◆ STATED PROBLEM
Answer these questions using the forum thread on prewar cloth wire below:
(a) What year range of Schwinn bikes does PlasticNerd need cloth wiring for?
(b) Which website does Freqman1 name as the place he got his wire?
(c) What does Freqman1 say he wired with that wire?

# Prewar cloth wire



## PlasticNerd (Feb 3, 2018)

does anyone have , or have a source for cloth wiring for my 36-41 Schwinn bikes? Need it for twin seiss and silverrays, also for horns and crossbar speedo lights. Thanks in advance.Gary.


----------



## Freqman1 (Feb 3, 2018)

I believe one gauge thicker but I got mine at  http://www.riwire.com/   BTW this is what I used to wire my '38 AC SD. V/r Shawn


----------



## PlasticNerd (Feb 3, 2018)

Freqman1 said:


> I believe one gauge thicker but I got mine at  http://www.riwire.com/   BTW this is what I used to wire my '38 AC SD. V/r Shawn
> 
> View attachment 747950



I’ll check it out! Thanks


----------



## SJ_BIKER (Feb 3, 2018)

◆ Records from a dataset
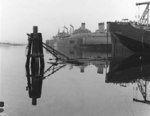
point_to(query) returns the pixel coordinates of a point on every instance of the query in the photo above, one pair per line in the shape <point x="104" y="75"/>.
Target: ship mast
<point x="145" y="16"/>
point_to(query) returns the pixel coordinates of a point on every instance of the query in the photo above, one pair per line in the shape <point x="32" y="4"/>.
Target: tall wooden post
<point x="35" y="65"/>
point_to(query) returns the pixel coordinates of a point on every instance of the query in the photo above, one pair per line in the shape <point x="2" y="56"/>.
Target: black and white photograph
<point x="74" y="58"/>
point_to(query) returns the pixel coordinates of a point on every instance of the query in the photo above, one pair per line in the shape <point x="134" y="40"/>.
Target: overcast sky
<point x="18" y="16"/>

◆ RESULT OF THE TASK
(a) 36-41
(b) http://www.riwire.com/
(c) His '38 AC SD